Passage to read>
In [1]:
!pip install requests pandas tqdm
#requests - to make API calls

Defaulting to user installation because normal site-packages is not writeable


# Testing out the Overpass API

In [3]:
import requests
import pandas as pd
import time
from tqdm import tqdm

# Overpass API URL
OVERPASS_URL = "http://overpass-api.de/api/interpreter"

# Query to fetch all country boundaries
QUERY = """
[out:json];
relation["boundary"="administrative"]["admin_level"="2"];
out center;
"""

def fetch_osm_data():
    """Fetches country data from OpenStreetMap Overpass API."""
    print("Fetching data from Overpass API...")
    start_time = time.time()
    response = requests.get(OVERPASS_URL, params={"data": QUERY})
    elapsed_time = time.time() - start_time
    print(f"Data fetched in {elapsed_time:.2f} seconds.")

    if response.status_code == 200:
        return response.json()
    else:
        print(f"Error: {response.status_code}")
        return None

def parse_osm_data(data):
    """Parses OSM JSON response into structured country data."""
    print("Processing country data...")
    start_time = time.time()
    country_data = []
    
    for element in tqdm(data["elements"], desc="Processing Countries"):
        tags = element.get("tags", {})
        country = {
            "osm_id": element["id"],
            "population": tags.get("population", "N/A"),  
            "source": tags.get("source", "N/A"),  
            "place": tags.get("place", "N/A"),  
            "is_in": tags.get("is_in", "N/A"),  
            "name": tags.get("name", "Unknown"),  
            "name_ps": tags.get("name:ps", "N/A"),  
            "longitude": element.get("center", {}).get("lon", "N/A"),  
            "latitude": element.get("center", {}).get("lat", "N/A"),  
            "geom_type": element["type"]
        }
        country_data.append(country)

Rows>
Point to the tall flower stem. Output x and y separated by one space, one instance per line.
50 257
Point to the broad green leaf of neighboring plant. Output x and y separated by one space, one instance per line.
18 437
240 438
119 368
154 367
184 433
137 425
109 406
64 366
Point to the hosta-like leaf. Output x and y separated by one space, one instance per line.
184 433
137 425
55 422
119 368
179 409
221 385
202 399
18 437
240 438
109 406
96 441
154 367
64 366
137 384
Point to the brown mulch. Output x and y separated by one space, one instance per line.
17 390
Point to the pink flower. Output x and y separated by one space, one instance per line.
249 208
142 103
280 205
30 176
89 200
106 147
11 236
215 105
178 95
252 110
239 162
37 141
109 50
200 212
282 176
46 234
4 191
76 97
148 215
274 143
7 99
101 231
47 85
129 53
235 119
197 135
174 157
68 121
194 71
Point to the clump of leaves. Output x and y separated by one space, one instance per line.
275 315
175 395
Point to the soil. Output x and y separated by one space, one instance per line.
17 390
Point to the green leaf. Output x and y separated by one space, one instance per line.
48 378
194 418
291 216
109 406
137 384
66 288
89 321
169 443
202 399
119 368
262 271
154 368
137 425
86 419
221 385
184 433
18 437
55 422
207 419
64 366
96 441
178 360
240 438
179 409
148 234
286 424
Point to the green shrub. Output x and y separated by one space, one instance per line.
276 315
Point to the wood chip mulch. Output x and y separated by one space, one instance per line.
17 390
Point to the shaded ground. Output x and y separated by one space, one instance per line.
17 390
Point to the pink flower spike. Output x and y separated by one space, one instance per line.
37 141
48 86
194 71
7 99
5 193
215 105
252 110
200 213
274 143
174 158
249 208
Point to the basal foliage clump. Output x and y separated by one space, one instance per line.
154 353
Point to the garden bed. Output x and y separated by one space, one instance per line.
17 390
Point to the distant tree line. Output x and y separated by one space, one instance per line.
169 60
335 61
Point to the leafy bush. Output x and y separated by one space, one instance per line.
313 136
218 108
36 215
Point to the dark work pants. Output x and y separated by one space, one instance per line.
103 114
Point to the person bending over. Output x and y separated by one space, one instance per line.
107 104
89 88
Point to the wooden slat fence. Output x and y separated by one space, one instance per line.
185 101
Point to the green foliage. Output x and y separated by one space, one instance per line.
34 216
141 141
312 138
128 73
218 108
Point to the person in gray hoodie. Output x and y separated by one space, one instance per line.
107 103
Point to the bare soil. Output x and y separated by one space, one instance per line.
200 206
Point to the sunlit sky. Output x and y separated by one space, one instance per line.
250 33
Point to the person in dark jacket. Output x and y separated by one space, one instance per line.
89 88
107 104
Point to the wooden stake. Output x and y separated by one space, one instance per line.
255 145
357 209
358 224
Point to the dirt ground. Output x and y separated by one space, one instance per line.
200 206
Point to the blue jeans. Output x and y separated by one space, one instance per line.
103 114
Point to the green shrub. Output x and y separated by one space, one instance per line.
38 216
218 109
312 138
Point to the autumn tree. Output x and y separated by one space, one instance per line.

What you should do> Please extend the Overpass API notebook above, picking up right after its last line of code.

Answer for this exercise>
    
    elapsed_time = time.time() - start_time
    print(f"Data processed in {elapsed_time:.2f} seconds.")
    
    return country_data

def save_to_csv(data, filename="(Courtney)_osm_countries.csv"):
    """Saves parsed data to a CSV file."""
    print("Saving data to CSV...")
    start_time = time.time()
    df = pd.DataFrame(data)
    df.to_csv(filename, index=False)
    elapsed_time = time.time() - start_time
    print(f"CSV saved as {filename} in {elapsed_time:.2f} seconds.")

# Run script
print("Script started...")
total_start_time = time.time()

osm_data = fetch_osm_data()
if osm_data:
    parsed_data = parse_osm_data(osm_data)
    save_to_csv(parsed_data)

total_elapsed_time = time.time() - total_start_time
print(f"Script completed in {total_elapsed_time:.2f} seconds.")



Script started...
Fetching data from Overpass API...
Data fetched in 9.46 seconds.
Processing country data...


Processing Countries: 100%|██████████| 243/243 [00:00<00:00, 380162.58it/s]

Data processed in 0.00 seconds.
Saving data to CSV...
CSV saved as (Courtney)_osm_countries.csv in 0.00 seconds.
Script completed in 9.56 seconds.





# Try to get all countries' data from World pop

In [2]:
# import required packages

import os
import pandas as pd
import numpy as np
import requests
import time

# read in country metadata
print(os.getcwd())

metadata = pd.read_excel('../Plan-EO_Country_meta-data.xlsx')

/sfs/ceph/standard/Plan-EO_Storage/Capstone-25


In [3]:
metadata = metadata[['Name', 'ISO2', 'ISO3']]

In [4]:
metadata.head()

Unnamed: 0,Name,ISO2,ISO3
0,Afghanistan,AF,AFG
1,Algeria,DZ,DZA
2,Angola,AO,AGO
3,Argentina,AR,ARG
4,Armenia,AM,ARM


In [6]:
def get_settlements(country_code):
    # Overpass API query
    query = f"""
    [out:csv(::id, name, place, population, ::lat, ::lon)][timeout:600];
        area["ISO3166-1"="{country_code}"]->.country;
    (
      node["place"](area.country);
      way["place"](area.country);
      relation["place"](area.country);
    );
    out;
    """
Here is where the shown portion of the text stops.